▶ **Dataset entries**
■ ■ ■ ■ ■
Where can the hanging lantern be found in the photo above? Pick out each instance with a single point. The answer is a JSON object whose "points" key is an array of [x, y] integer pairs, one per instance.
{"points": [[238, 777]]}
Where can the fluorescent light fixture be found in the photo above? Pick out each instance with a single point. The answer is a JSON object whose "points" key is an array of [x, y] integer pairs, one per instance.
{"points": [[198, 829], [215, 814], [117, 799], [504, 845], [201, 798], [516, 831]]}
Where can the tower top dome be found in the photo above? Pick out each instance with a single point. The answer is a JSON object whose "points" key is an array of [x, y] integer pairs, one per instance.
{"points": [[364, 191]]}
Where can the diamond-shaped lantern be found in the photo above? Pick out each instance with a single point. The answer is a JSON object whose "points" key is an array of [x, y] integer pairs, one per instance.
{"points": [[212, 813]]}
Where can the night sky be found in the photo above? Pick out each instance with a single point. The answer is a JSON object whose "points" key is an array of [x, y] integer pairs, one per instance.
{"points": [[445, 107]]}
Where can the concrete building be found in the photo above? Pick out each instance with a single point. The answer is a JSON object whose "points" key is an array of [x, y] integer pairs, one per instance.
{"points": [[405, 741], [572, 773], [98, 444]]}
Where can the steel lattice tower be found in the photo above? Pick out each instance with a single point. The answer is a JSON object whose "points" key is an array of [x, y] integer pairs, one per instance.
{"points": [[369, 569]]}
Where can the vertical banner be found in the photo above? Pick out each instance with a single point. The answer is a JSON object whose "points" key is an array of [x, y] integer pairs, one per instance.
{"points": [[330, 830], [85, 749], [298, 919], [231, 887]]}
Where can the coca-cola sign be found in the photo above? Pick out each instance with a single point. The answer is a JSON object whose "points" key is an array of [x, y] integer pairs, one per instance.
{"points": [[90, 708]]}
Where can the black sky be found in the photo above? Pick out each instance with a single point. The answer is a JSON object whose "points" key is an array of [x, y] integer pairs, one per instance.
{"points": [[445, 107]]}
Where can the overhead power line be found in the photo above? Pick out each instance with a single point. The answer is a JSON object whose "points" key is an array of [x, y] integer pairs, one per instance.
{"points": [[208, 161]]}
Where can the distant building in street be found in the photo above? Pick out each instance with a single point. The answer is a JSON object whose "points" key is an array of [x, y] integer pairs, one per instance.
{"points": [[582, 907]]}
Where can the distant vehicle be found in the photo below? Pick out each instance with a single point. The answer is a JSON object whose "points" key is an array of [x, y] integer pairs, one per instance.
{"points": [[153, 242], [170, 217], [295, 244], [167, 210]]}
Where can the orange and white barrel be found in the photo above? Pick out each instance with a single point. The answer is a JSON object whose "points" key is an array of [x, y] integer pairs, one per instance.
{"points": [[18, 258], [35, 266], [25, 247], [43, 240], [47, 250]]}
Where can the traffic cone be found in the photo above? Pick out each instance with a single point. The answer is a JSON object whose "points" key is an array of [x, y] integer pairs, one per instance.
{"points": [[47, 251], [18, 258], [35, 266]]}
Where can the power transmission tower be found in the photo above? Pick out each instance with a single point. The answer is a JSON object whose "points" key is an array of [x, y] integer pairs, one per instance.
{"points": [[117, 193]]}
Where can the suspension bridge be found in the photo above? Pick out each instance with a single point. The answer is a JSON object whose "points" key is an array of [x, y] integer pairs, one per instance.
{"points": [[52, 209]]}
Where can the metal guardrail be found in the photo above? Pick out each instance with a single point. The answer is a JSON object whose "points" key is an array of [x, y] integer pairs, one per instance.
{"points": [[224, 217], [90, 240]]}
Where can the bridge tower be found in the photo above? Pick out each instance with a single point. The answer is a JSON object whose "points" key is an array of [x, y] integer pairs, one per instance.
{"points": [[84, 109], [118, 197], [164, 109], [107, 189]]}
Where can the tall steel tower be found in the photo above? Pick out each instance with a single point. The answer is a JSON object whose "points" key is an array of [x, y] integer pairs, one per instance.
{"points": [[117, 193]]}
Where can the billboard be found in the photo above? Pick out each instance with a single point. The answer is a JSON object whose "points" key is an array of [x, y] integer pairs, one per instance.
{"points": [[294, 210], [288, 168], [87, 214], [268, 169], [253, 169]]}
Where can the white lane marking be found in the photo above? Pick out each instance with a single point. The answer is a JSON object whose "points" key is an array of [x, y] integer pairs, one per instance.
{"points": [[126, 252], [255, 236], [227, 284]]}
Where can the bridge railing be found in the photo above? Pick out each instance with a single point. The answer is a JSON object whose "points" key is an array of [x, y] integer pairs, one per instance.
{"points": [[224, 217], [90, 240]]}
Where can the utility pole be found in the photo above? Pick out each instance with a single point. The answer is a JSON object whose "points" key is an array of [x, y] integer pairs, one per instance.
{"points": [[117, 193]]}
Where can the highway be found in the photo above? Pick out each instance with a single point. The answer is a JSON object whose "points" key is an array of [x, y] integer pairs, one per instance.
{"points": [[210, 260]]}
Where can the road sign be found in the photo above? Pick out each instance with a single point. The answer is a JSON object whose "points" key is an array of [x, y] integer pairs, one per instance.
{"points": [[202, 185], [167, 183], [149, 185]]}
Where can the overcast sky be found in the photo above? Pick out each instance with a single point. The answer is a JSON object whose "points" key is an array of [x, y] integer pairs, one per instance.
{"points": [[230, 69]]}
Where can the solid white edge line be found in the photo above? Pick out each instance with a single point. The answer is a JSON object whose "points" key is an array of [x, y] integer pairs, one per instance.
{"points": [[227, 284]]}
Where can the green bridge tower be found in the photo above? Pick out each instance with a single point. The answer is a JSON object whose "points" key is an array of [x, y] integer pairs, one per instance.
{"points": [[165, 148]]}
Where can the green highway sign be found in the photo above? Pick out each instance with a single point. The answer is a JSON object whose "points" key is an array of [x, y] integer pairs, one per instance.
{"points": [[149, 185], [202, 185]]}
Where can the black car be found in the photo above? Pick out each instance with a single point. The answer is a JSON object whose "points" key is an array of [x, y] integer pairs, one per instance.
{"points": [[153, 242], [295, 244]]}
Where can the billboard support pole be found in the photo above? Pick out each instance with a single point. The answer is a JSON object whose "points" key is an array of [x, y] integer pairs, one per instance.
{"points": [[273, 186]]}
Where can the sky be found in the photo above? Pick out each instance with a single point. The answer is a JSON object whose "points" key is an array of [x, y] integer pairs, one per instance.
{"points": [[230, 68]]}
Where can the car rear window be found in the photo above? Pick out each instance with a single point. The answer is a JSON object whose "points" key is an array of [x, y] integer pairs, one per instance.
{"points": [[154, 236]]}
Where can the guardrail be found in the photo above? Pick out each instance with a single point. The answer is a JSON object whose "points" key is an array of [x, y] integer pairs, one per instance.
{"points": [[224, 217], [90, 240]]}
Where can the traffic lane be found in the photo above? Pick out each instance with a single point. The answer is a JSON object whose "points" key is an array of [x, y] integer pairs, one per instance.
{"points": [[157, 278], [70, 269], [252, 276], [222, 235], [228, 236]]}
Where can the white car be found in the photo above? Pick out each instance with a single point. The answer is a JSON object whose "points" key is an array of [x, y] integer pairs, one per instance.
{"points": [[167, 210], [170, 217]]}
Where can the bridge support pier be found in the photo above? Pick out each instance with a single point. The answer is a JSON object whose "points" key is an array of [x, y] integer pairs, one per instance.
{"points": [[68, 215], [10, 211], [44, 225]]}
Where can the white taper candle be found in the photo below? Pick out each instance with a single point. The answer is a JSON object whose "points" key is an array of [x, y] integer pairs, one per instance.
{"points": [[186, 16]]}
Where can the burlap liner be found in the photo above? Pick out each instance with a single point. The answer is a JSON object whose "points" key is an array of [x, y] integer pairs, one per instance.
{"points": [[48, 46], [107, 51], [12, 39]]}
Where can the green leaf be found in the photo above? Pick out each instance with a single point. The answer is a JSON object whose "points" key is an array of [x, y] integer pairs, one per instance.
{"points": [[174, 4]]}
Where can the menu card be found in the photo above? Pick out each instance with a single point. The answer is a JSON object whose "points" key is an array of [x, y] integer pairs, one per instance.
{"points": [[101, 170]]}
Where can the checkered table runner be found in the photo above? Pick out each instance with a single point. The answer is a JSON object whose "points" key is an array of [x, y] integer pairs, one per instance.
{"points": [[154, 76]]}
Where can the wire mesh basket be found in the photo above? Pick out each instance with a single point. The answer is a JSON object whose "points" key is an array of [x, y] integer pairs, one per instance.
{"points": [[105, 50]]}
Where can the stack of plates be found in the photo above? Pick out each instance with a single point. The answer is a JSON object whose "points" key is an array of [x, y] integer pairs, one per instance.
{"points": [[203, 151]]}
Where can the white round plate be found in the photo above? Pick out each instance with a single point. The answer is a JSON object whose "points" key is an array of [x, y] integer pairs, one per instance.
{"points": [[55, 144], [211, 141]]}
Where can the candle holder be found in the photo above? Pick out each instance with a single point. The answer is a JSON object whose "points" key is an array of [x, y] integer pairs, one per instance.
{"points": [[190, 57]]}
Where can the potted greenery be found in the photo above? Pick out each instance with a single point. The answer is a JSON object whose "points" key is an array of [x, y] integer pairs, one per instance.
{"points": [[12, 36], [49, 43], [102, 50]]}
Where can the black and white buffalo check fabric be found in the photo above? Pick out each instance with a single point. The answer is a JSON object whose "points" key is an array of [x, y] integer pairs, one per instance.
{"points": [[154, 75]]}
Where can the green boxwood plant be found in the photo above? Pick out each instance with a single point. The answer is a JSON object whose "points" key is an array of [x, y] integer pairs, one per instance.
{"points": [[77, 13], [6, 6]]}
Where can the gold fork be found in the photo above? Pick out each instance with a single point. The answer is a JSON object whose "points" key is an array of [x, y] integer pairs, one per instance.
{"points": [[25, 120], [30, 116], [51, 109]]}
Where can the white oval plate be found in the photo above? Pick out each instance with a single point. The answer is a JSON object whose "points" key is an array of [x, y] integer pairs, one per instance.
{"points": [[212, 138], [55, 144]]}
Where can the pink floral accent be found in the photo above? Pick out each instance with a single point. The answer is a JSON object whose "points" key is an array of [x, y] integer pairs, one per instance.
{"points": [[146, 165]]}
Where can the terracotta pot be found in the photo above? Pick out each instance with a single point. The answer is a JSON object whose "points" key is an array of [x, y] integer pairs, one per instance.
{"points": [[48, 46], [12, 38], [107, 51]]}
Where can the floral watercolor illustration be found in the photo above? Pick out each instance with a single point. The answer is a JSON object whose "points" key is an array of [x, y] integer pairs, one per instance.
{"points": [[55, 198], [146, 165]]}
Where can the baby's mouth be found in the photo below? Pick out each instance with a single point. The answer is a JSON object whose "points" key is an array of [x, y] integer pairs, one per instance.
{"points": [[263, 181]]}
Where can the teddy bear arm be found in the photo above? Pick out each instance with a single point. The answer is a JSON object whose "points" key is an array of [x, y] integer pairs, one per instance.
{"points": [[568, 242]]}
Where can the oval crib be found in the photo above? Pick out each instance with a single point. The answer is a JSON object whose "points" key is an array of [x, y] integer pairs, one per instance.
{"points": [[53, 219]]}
■ ■ ■ ■ ■
▶ **What you will do**
Print the records again word for word, starting at the line that contains "Where can the baby's" and continuing through the end of the records.

▶ **The completed task**
Where can the baby's mouth be found in the photo below? Pick out each instance with a single point. The answer is a JSON object whose "points" key is an array of [x, y] integer pairs, one per instance.
{"points": [[263, 181]]}
Where can the teddy bear arm be found in the photo above? Pick out each instance with a single point. The answer is a JSON object whose "points" key is an array of [x, y] integer pairs, one per instance.
{"points": [[568, 242]]}
Where can the oval crib be found in the photo above? Pick out each instance with a single point. The answer is a JSON object whose "points" key is an array of [x, y] integer pairs, one per instance.
{"points": [[53, 219]]}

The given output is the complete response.